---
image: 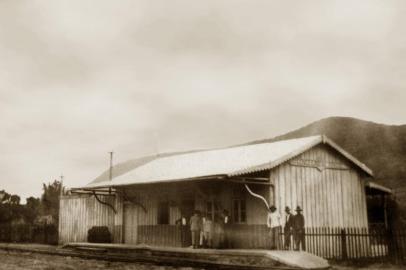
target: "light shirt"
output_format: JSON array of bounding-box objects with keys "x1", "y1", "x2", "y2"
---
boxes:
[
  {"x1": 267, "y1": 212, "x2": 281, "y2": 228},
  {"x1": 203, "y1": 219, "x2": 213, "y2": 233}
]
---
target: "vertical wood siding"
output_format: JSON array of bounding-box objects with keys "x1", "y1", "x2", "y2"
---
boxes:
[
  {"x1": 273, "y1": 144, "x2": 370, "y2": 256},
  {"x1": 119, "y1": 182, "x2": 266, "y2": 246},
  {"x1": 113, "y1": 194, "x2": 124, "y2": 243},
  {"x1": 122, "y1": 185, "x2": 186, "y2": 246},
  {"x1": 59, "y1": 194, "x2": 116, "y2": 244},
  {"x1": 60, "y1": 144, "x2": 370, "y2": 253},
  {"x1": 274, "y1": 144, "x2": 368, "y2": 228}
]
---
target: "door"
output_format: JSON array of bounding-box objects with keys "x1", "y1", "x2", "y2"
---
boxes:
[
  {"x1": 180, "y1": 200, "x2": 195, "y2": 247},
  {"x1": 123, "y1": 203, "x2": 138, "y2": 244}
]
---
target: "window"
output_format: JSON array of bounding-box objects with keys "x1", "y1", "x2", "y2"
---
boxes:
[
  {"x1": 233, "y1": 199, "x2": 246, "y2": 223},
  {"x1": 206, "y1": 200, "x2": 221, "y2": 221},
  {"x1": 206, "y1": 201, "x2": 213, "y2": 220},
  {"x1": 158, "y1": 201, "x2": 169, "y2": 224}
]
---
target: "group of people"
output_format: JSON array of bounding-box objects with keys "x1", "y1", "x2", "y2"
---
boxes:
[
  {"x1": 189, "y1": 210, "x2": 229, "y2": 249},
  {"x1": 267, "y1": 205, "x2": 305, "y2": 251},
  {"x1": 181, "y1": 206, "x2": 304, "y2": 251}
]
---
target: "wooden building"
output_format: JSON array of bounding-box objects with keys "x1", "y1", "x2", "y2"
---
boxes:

● Work task
Reproduce each entry above word for word. Pictures are not part of the copy.

● Response to the exercise
---
image: 
target: "light shirt"
output_format: JSON array of bounding-box objects with keys "x1", "y1", "x2", "y2"
---
boxes:
[
  {"x1": 267, "y1": 212, "x2": 281, "y2": 228},
  {"x1": 203, "y1": 219, "x2": 213, "y2": 233}
]
---
target: "vertical wood siding"
output_format: JSON array of bounding-box objects with keys "x1", "y1", "x2", "y2"
---
boxes:
[
  {"x1": 273, "y1": 144, "x2": 370, "y2": 256},
  {"x1": 119, "y1": 182, "x2": 266, "y2": 246},
  {"x1": 113, "y1": 194, "x2": 124, "y2": 243},
  {"x1": 122, "y1": 185, "x2": 186, "y2": 246},
  {"x1": 59, "y1": 194, "x2": 116, "y2": 244},
  {"x1": 60, "y1": 144, "x2": 370, "y2": 253},
  {"x1": 274, "y1": 144, "x2": 368, "y2": 228}
]
---
target: "door"
output_format: JSON array of bounding-box objects with keys "x1", "y1", "x2", "y2"
---
boxes:
[
  {"x1": 180, "y1": 200, "x2": 195, "y2": 247},
  {"x1": 123, "y1": 203, "x2": 138, "y2": 244}
]
---
target: "window"
output_format: JSON array of bounding-box objects with keys "x1", "y1", "x2", "y2"
---
boxes:
[
  {"x1": 233, "y1": 199, "x2": 246, "y2": 223},
  {"x1": 206, "y1": 200, "x2": 221, "y2": 221},
  {"x1": 206, "y1": 201, "x2": 213, "y2": 220},
  {"x1": 158, "y1": 201, "x2": 169, "y2": 224}
]
---
target: "group of people"
output_format: JSON array of bounding-box objects with keys "x1", "y1", "x2", "y2"
---
boxes:
[
  {"x1": 189, "y1": 210, "x2": 229, "y2": 249},
  {"x1": 267, "y1": 205, "x2": 305, "y2": 251},
  {"x1": 181, "y1": 206, "x2": 304, "y2": 251}
]
---
target: "wooden building"
output_format: JSON array of bounding-box objects with keys "x1", "y1", "x2", "y2"
---
boxes:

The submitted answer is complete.